**The task**
Resume the email thread about the RAID5 reshape use-after-free fix, writing on from its last sentence.

On Thu, Apr 9, 2026 at 3:58 AM Benjamin Marzinski <[email protected]> wrote:
>
> On Wed, Apr 08, 2026 at 07:22:38PM +0800, Xiao Ni wrote:
> > On Wed, Apr 8, 2026 at 12:35 PM Benjamin Marzinski <[email protected]> 
> > wrote:
> > >
> > > If make_stripe_request() returns STRIPE_WAIT_RESHAPE,
> > > raid5_make_request() will free the cloned bio. But raid5_make_request()
> > > can call make_stripe_request() multiple times, writing to the various
> > > stripes. If that bio got added to the toread or towrite lists of a
> > > stripe disk in an earlier call to make_stripe_request(), then it's not
> > > safe to just free the bio if a later part of it is found to cross the
> > > reshape position. Doing so can lead to a UAF error, when bio_endio()
> > > is called on the bio for the earlier stripes.
> > >
> > > Instead, raid5_make_request() needs to wait until all parts of the bio
> > > have called bio_endio(). To do this, bios that cross the reshape
> > > position while the reshape can't make progress are flagged as needing to
> > > wait for all parts to complete. When raid5_make_request() has a bio that
> > > failed make_stripe_request() with STRIPE_WAIT_RESHAPE, it sets
> > > bi->bi_private to a completion struct and waits for completion after
> > > ending the bio.  When the bio_endio() is called for the last time on a
> > > clone bio with bi->bi_private set, it wakes up the waiter. This
> > > guarantees that raid5_make_request() doesn't return until the cloned bio
> > > needing a retry for io across the reshape boundary is safely cleaned up.

**Raw data**
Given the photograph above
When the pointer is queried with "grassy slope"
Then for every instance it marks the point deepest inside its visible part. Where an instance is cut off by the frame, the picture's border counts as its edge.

**Output**
> > >
> > > There is a simple reproducer available at [1]. Compile the kernel with
> > > KASAN for more useful reporting when the error is triggered (this is not
> > > necessary to see the bug).
> > >
> > > [1] https://gist.github.com/bmarzins/e48598824305cf2171289e47d7241fa5
> > >
> > > Signed-off-by: Benjamin Marzinski <[email protected]>
> > > ---
> > >
> > > Changes from v1:
> > > - Removed mddev->pending_retry_bios, mddev->retry_bios_wait, and
> > >   md_io_clone->must_retry. Instead, use a completion struct
> > >   pointed to by bi->bi_private, as suggested by Xiao Ni and Yu Kuai.
> > >
> > >  drivers/md/md.c    | 31 ++++++++-----------------------
> > >  drivers/md/md.h    |  1 -
> > >  drivers/md/raid5.c |  7 ++++++-
> > >  3 files changed, 14 insertions(+), 25 deletions(-)
> > >
> > > diff --git a/drivers/md/md.c b/drivers/md/md.c
> > > index 3ce6f9e9d38e..4318d875a5f6 100644
> > > --- a/drivers/md/md.c
> > > +++ b/drivers/md/md.c
> > > @@ -9215,9 +9215,11 @@ static void md_bitmap_end(struct mddev *mddev, 
> > > struct md_io_clone *md_io_clone)
> > >
> > >  static void md_end_clone_io(struct bio *bio)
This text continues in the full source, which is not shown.